## Required work
Every line from the one with "mannequin in the photo above." through the end of the entries below should be written out exactly; the pictures should not.

(Image-grounded pointing data)
------------------------------------------------------------
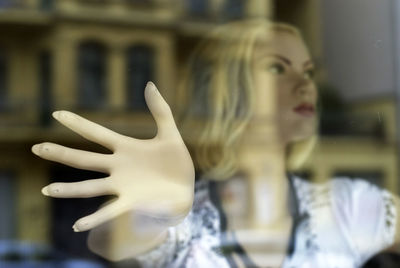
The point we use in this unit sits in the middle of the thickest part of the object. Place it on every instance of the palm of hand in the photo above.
(153, 177)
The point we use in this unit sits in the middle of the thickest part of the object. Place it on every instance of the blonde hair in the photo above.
(218, 79)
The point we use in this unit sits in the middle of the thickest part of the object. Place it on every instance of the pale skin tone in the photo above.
(145, 174)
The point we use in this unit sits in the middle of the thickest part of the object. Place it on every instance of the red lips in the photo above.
(305, 109)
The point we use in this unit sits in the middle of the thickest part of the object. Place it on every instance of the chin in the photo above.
(302, 133)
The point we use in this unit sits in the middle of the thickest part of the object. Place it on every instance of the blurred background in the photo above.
(94, 57)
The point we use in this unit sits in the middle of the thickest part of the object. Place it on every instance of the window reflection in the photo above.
(92, 75)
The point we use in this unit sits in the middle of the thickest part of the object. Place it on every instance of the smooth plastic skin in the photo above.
(152, 177)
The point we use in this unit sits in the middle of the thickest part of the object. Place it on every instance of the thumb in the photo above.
(161, 111)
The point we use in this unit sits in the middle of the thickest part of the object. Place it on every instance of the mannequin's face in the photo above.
(283, 70)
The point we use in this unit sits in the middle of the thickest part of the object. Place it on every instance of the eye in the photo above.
(276, 68)
(309, 74)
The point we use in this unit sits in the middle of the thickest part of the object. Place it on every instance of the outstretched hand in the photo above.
(154, 177)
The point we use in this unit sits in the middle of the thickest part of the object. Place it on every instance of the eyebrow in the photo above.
(287, 61)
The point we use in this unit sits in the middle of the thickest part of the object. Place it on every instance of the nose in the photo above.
(306, 88)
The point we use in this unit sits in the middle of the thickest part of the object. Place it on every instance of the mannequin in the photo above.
(154, 179)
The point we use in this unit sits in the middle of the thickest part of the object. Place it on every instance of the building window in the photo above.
(92, 75)
(45, 81)
(7, 206)
(140, 69)
(3, 80)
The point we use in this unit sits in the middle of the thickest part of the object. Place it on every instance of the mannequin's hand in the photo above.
(152, 177)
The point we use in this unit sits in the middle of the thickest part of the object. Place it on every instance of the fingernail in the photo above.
(45, 191)
(76, 230)
(35, 149)
(56, 114)
(152, 86)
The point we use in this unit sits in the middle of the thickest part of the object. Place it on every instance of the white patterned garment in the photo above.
(345, 222)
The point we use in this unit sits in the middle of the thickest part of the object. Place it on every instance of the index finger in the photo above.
(88, 129)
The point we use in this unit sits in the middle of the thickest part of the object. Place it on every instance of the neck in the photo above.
(268, 189)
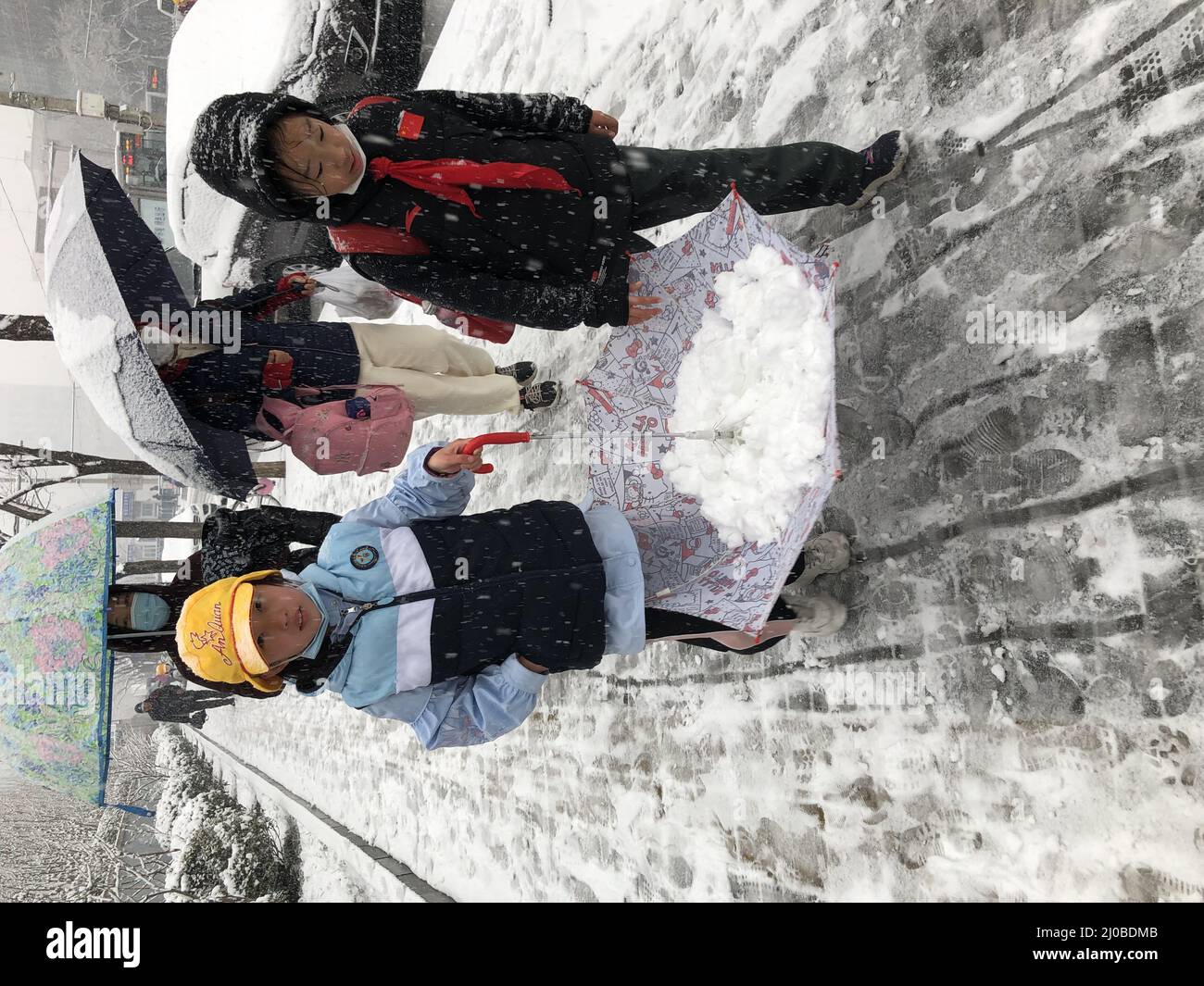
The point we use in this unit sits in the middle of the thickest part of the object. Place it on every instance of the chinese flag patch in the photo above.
(410, 125)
------------------------------------------------------------
## Exercise answer
The point we use in this unit sits in the middle of the thickest part of the object. Place it on every instance of the mannequin in the photo above.
(154, 179)
The point we use in this unit sits in the middle of the thickest part of the object. Place it on every instance of the building window in the photo above.
(92, 75)
(45, 81)
(7, 206)
(140, 69)
(3, 80)
The point we use in this unit sits in the middle of the thickest part of the object. Place it on every instance of the mannequin's hand in the photo above.
(152, 177)
The point we use in this unit sits in the middle of the thickest part of the object. Place it on every instance of the fingernail in the photo above.
(45, 191)
(76, 230)
(35, 149)
(56, 114)
(152, 86)
The point we use in this unit sits in the middle of the thickest part of the object. Place it on every instance of the white patterned garment in the photo above.
(345, 222)
The point we use in this unit sits in the middle of the thickest part of the object. Place it on every instance of the index finger in the photo above.
(88, 129)
The point we use in this unit sits in the middle of the thickest part of the object. Place it on every instance of the neck in the photo above.
(268, 189)
The point we use in this unit sits in the middle of the thickest part of the object. Place it on every instance of the chinese flag patch in the photo above.
(410, 125)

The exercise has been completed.